→ **EXCERPT TO READ**:

I guess they'll announce what's happening next week on next Wednesday's show.

Jan


----------



## mattack (Apr 9, 2001)

Did On the Lot air in the Bay Area at all? It wasn't on KICU AFAIK..


----------



## Jason (Oct 3, 2000)

The 8/2 KICU showing is now listed in the Guide on my S3 and S2, so they must have updated it sometime today.


----------



## murgatroyd (Jan 6, 2002)

Yes, I saw my data had updated for the 8/2 showing on KICU when I checked my TiVos this morning.

I recommend that if there's a KICU showing of any of your favorite FOX shows, unless you prefer using ARWLs, create an SP on KICU pronto while you have an episode in the Guide. Then it can be your 'cleanup hitter' if the show moves off KTVU.

Jan


----------



## Indiana627 (Jan 24, 2003)

Indiana627 said:


> Yup, no SYTYCD on 8/9. Pre-empted for football.
> 
> http://www.fox.com/schedule/schedule_nextweek.htm


My guide is showing SYTYCD on Monday 8/13 at 8-9PM before the Hell's Kitchen finale. This must be the 8/9 results show that is being pre-empted for football.


----------



## Jason (Oct 3, 2000)

murgatroyd said:


> Yes, I saw my data had updated for the 8/2 showing on KICU when I checked my TiVos this morning.
> 
> I recommend that if there's a KICU showing of any of your favorite FOX shows, unless you prefer using ARWLs, create an SP on KICU pronto while you have an episode in the Guide. Then it can be your 'cleanup hitter' if the show moves off KTVU.
> 
> Jan


That's a great idea - thanks for the suggestion!


----------



## mattack (Apr 9, 2001)

Can someone answer my question? Did On the Lot actually air Tues on KICU? Was it in your Tivo guide data?


----------



## murgatroyd (Jan 6, 2002)

It's not in my Guide Data (I used 'Record by Time or Channel' and went backwards to Tuesday just past). I haven't been able to keep up with On the Lot so I don't know if it aired.

I suggest emailing the folks at KTVU and asking if the show aired. I got a nice reply the last time I missed an episode of SYTYCD and wanted to know if they would repeat the show. 

Jan


----------



## murgatroyd (Jan 6, 2002)

Indiana627 said:


> My guide is showing SYTYCD on Monday 8/13 at 8-9PM before the Hell's Kitchen finale. This must be the 8/9 results show that is being pre-empted for football.


Yep, I'm seeing it in my Guide Data now. Bumping this in case folks missed it before.

Jan


----------



## mattack (Apr 9, 2001)

murgatroyd said:


> I suggest emailing the folks at KTVU and asking if the show aired. I got a nice reply the last time I missed an episode of SYTYCD and wanted to know if they would repeat the show.
> 
> Jan


I did email them, and supposedly it did air.. I have so far watched 8 mins of the show online. Boy it's a pain to watch 'tv shows' online. I really should try bringing in my DVD recorder and recording a show that way. Even a small portion of the screen on my TV is better than trying to watch TV on a web browser.


----------

→ **WRITTEN REQUEST**:
Copy the TV scheduling thread word for word from "I did email" to "a web browser.".

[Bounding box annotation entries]
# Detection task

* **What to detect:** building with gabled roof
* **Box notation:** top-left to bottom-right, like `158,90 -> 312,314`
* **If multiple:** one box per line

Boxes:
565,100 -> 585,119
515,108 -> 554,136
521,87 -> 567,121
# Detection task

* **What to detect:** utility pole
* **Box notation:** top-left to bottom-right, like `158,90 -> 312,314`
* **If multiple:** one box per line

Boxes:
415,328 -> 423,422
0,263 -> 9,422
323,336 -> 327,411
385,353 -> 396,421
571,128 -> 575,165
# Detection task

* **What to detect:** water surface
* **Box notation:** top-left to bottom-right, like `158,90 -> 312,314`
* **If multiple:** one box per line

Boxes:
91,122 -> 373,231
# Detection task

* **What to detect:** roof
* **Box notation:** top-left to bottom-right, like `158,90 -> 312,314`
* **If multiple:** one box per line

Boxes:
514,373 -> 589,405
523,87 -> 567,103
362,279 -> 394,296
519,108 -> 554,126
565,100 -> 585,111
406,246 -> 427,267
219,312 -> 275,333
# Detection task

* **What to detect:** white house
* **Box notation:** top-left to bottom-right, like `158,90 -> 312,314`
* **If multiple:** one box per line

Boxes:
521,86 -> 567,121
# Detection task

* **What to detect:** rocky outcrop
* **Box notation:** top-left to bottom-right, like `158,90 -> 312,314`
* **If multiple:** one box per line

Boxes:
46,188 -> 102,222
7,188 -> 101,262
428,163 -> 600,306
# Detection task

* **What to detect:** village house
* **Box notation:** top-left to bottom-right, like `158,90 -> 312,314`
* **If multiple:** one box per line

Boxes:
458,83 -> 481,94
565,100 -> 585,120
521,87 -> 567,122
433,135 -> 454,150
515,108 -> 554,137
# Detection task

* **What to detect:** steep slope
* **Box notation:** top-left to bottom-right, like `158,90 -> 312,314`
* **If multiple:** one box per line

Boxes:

→ **TASK OUTPUT**:
I did email them, and supposedly it did air.. I have so far watched 8 mins of the show online. Boy it's a pain to watch 'tv shows' online. I really should try bringing in my DVD recorder and recording a show that way. Even a small portion of the screen on my TV is better than trying to watch TV on a web browser.